- AIM OF THE EXERCISE:
In the text on Egypt's 2012 presidential election, what share of the run-off vote did Morsi win?

- PROVIDED TEXT:
Egypt is back in the new version of the Great Game; in this century the race is not after the vast territories of Central Asia, but after the rich gas fields discovered in the Eastern Mediterranean. On Sunday, June 24, 2012, Mohamed Morsi was declared Egypt’s first Islamist president in the freest elections in the country’s history. Morsi won with 51.7% of last weekend’s run-off vote versus 48.3 for Shafiq; the latter was the last Prime Minister of President Mubarak's corrupt regime. A new Egypt has been born and is ready to return to its central role in the Arab and Muslim worlds… just a sec, not so fast.
Not so fast…
President-elect Mohammed Morsi Voting, June 16, 2012
Gaza Celebrates Morsi's Victory
Morsi is the first civilian president in the history of modern Egypt. The other four presidents all came from the military ranks. Moreover, he is the first president openly identified with the Muslim Brotherhood, an organization that was defined illegal by the military-run regime. When it became clear that the army-backed candidate had little chance of winning (see Rigged Democracy: Egypt as Israel), the Supreme Council of the Armed Forces (SCAF) running the country since Mubarak was deposed, illegitimately changed the rules of the game. President Mursi will have much less power than his predecessor Mubarak; the real power will remain in the hands of the military. The SCAF granted itself legislative powers, and reinforced its role in the drafting of a permanent constitution. Moreover, Field Marshal Tantawi announced the re-establishment of a National Defense Council, leaving the generals in charge of Egypt’s national security policy even after their last president was jailed for life.

- SUPPLIED ENTRIES:
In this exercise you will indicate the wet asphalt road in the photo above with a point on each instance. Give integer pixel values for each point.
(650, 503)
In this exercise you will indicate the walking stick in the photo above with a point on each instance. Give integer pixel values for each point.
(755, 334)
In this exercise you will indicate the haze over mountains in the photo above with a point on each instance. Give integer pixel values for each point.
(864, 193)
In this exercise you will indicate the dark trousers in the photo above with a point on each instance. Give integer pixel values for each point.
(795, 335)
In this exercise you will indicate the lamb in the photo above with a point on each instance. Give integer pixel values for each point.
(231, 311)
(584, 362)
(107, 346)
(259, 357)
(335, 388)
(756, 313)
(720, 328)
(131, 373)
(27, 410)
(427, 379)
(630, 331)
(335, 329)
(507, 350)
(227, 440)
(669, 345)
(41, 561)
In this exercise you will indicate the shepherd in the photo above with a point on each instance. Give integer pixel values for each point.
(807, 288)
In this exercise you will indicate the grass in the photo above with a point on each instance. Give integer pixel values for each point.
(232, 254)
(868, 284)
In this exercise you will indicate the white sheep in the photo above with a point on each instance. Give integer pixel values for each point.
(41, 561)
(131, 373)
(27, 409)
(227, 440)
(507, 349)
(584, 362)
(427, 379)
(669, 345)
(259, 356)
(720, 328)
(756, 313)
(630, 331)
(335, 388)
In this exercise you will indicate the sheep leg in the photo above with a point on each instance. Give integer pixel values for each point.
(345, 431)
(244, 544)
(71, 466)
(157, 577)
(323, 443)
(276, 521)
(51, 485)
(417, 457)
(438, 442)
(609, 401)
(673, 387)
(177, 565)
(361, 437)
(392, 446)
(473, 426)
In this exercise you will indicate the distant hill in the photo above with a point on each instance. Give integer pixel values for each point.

- TASK RESULT:
51.7%